- [WORK TO COMPLETE]
Update the rows that follow by changing "farthest from its outline" to "farthest from its edge" everywhere it occurs, and leave all other text as it is.

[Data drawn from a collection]
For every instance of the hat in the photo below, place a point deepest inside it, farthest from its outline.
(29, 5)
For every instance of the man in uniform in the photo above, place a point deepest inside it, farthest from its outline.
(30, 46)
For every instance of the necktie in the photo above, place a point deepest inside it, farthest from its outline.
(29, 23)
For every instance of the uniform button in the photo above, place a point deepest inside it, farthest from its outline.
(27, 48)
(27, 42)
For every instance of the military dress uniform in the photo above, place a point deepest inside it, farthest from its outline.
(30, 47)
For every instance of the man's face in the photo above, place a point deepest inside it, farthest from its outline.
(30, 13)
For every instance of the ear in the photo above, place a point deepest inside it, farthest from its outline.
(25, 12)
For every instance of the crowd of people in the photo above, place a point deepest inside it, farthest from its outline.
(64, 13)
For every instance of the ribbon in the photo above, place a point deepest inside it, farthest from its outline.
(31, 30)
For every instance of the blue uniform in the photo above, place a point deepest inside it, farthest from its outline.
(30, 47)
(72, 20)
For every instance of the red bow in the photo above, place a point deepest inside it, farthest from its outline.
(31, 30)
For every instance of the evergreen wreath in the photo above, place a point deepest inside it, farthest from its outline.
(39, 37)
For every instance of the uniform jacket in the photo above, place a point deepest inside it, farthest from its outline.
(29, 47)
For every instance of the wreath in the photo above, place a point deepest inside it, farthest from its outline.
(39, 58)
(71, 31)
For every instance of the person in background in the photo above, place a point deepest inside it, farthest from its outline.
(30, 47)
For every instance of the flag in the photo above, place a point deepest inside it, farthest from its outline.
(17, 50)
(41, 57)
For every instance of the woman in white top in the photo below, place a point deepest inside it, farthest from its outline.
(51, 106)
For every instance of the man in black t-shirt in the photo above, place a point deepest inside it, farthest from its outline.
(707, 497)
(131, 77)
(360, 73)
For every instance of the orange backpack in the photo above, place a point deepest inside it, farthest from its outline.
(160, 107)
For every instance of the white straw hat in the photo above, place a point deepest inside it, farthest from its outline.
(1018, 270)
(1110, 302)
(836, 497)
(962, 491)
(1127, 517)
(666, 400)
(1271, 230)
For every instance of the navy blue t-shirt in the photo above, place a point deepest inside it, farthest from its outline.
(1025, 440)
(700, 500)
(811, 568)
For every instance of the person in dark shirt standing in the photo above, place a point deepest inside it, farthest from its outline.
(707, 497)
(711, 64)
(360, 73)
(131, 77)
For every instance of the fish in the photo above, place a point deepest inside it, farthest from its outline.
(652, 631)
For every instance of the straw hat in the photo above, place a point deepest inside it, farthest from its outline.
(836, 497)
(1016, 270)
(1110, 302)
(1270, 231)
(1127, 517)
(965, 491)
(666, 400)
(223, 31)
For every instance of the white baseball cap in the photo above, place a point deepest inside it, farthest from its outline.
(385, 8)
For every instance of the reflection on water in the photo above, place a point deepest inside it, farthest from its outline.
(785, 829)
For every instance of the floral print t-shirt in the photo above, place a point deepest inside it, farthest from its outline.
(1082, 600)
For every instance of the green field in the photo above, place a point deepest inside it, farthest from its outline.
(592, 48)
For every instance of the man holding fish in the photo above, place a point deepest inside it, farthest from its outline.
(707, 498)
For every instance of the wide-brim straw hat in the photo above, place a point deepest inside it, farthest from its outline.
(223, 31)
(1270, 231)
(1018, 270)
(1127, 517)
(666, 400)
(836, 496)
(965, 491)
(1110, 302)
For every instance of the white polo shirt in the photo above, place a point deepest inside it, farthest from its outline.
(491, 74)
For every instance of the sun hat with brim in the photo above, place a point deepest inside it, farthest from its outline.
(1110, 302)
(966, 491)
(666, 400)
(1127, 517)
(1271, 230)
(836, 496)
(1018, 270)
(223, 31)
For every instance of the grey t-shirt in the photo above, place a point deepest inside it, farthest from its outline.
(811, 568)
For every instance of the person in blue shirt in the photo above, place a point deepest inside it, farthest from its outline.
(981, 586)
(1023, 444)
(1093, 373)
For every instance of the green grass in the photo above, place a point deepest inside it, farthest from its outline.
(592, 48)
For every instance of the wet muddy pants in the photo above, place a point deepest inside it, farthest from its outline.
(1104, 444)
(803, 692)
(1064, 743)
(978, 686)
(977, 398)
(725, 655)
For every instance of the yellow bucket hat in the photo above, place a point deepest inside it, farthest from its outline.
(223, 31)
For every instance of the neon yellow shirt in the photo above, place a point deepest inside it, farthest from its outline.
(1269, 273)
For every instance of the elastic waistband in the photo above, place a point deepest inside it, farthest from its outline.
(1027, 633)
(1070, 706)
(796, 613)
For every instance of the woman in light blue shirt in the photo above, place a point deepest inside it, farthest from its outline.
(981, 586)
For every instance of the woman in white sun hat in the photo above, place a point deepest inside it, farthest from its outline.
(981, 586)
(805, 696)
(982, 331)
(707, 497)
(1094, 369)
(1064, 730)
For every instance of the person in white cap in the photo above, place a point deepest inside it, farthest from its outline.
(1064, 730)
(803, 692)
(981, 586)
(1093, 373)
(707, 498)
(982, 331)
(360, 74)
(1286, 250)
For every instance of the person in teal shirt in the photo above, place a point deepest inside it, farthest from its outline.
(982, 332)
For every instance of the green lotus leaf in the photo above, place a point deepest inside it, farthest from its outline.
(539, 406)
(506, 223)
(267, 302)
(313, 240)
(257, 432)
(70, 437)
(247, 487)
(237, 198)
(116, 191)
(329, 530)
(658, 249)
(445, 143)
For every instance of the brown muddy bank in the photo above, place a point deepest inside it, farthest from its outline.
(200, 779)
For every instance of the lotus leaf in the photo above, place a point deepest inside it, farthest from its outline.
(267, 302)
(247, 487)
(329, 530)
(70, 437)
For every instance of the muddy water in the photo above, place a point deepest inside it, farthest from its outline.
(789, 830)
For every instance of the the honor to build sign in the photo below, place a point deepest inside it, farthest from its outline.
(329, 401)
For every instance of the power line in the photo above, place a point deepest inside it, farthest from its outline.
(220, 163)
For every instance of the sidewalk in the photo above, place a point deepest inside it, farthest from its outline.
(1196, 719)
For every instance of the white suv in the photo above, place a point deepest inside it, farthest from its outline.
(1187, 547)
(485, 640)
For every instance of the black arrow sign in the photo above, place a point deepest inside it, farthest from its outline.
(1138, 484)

- [COMPLETE RESPONSE]
For every instance of the hat in the photo below, place a point deepest inside it, farthest from its edge.
(29, 5)
For every instance of the man in uniform in the photo above, place a point deepest inside it, farthest from its edge.
(30, 46)
For every instance of the necktie in the photo above, place a point deepest inside it, farthest from its edge.
(29, 23)
For every instance of the uniform button in the photo above, place a point deepest inside it, farthest from its edge.
(27, 48)
(27, 42)
For every instance of the military dress uniform in the photo above, place a point deepest inside it, farthest from its edge.
(30, 47)
For every instance of the man's face in the photo above, place a point deepest inside it, farthest from its edge.
(30, 13)
For every instance of the ear in the photo above, place a point deepest inside it, farthest from its edge.
(25, 12)
For every instance of the crowd of people in the photo above, place a point deepest inside it, farthest from its edge.
(64, 13)
For every instance of the ribbon in the photo above, place a point deepest inside it, farthest from its edge.
(31, 30)
For every instance of the blue uniform in the photo above, place a point deepest inside it, farthest from its edge.
(30, 47)
(72, 20)
For every instance of the red bow in the photo above, place a point deepest inside it, farthest from its edge.
(31, 30)
For every instance of the evergreen wreath in the photo above, place a point deepest inside it, farthest from its edge.
(39, 37)
For every instance of the uniform jacket in the photo above, place a point deepest inside it, farthest from its edge.
(29, 47)
For every instance of the wreath in the photo above, place a point deepest inside it, farthest from its edge.
(39, 58)
(71, 31)
For every instance of the person in background in the photo above, place a point deepest inside it, farthest from its edge.
(30, 47)
For every instance of the flag in the photo above, place a point deepest inside it, farthest from its edge.
(17, 50)
(41, 57)
For every instance of the woman in white top in the photo below, place a point deepest inside it, farthest from its edge.
(51, 106)
For every instance of the man in black t-shirt in the photo above, place a point deepest inside it, farthest from its edge.
(707, 497)
(131, 77)
(360, 73)
For every instance of the orange backpack in the photo above, place a point deepest inside it, farthest from its edge.
(160, 107)
For every instance of the white straw hat in the photo above, place a point deepest inside it, farthest from its edge.
(1018, 270)
(1110, 302)
(836, 497)
(962, 491)
(1127, 517)
(666, 400)
(1271, 230)
For every instance of the navy blue t-shirt in the photo above, place a point deepest inside it, farthest from its edge.
(1025, 440)
(700, 500)
(811, 568)
For every instance of the person in dark shirt standing in the photo above, place a point deepest inside it, farthest from its edge.
(707, 497)
(711, 64)
(360, 73)
(131, 77)
For every instance of the fish in the photo above, place a point deepest inside it, farthest from its edge.
(652, 631)
For every instance of the straw hat in the photo above, place a point deepest inside it, farthest from its edge.
(836, 497)
(1016, 270)
(1110, 302)
(1270, 231)
(1127, 517)
(965, 491)
(666, 400)
(223, 31)
For every instance of the white baseball cap in the photo above, place a point deepest inside it, farthest from its edge.
(385, 8)
For every instance of the reflection on water in the photo above, place a point deepest inside it, farthest from its edge.
(785, 829)
For every instance of the floral print t-shirt in the photo above, place a point deepest inside it, farthest from its edge.
(1082, 600)
For every instance of the green field in the photo above, place a point deepest inside it, farthest from its edge.
(592, 48)
For every instance of the man holding fish in the photo above, place a point deepest inside it, farthest from its edge.
(707, 498)
For every instance of the wide-brim straw hat in the photo above, place a point deepest inside it, farthest from its edge.
(223, 31)
(1270, 231)
(1018, 270)
(1127, 517)
(666, 400)
(836, 496)
(965, 491)
(1110, 302)
For every instance of the white polo shirt in the photo above, place a point deepest inside it, farthest from its edge.
(491, 74)
For every instance of the sun hat with brim in the photo above, place a point deepest inside it, farthest from its edge.
(1110, 302)
(966, 491)
(666, 400)
(1127, 517)
(1271, 230)
(836, 496)
(1018, 270)
(223, 31)
For every instance of the grey t-shirt in the photo above, place a point deepest inside it, farthest from its edge.
(811, 568)
For every instance of the person in blue shirt in the photo above, place a point deepest inside it, farthest from its edge.
(981, 586)
(1023, 444)
(1093, 373)
For every instance of the green grass in the photo above, place a point deepest inside it, farthest from its edge.
(592, 48)
For every instance of the wet muddy pants in the photo above, place a point deepest inside it, farthest from its edge.
(1104, 444)
(803, 692)
(1064, 743)
(978, 686)
(977, 398)
(725, 655)
For every instance of the yellow bucket hat in the photo above, place a point deepest inside it, farthest from its edge.
(223, 31)
For every instance of the neon yellow shirt in the photo above, place a point deepest inside it, farthest from its edge.
(1269, 273)
For every instance of the elastic waistband in the photo above, place a point deepest inside it, farthest from its edge.
(1027, 633)
(1070, 706)
(796, 613)
For every instance of the woman in light blue shirt in the photo above, place a point deepest inside it, farthest from its edge.
(981, 586)
For every instance of the woman in white sun hat in the photo above, place a point deepest inside it, farthest from its edge.
(981, 586)
(805, 696)
(982, 331)
(707, 497)
(1094, 369)
(1064, 730)
For every instance of the person in white cap in the photo above, place a point deepest inside it, farthest from its edge.
(1064, 730)
(803, 692)
(981, 586)
(1093, 373)
(707, 498)
(982, 331)
(360, 74)
(1286, 250)
For every instance of the person in teal shirt in the photo above, place a point deepest inside it, farthest from its edge.
(982, 332)
For every instance of the green lotus leaf in the photo above, place a point deepest inside it, farthest from its edge.
(539, 406)
(506, 223)
(267, 302)
(313, 240)
(257, 432)
(70, 437)
(247, 487)
(237, 198)
(116, 191)
(329, 530)
(658, 249)
(445, 143)
For every instance of the brown muddy bank in the photo above, place a point deepest inside it, farthest from its edge.
(200, 779)
For every instance of the lotus leaf in the photo above, place a point deepest inside it, farthest from its edge.
(267, 302)
(247, 487)
(329, 530)
(70, 437)
For every instance of the muddy water in the photo above, place a point deepest inside it, farthest from its edge.
(789, 830)
For every instance of the the honor to build sign in the photo below, place a point deepest inside it, farthest from its edge.
(329, 401)
For every instance of the power line in the photo above, place a point deepest inside it, farthest from its edge.
(220, 163)
For every instance of the sidewalk in the photo above, place a point deepest inside it, farthest from its edge.
(1196, 719)
For every instance of the white suv in the photo above, place a point deepest inside it, farthest from its edge.
(1187, 547)
(485, 640)
For every instance of the black arrow sign in the photo above, place a point deepest inside it, farthest from its edge.
(1138, 484)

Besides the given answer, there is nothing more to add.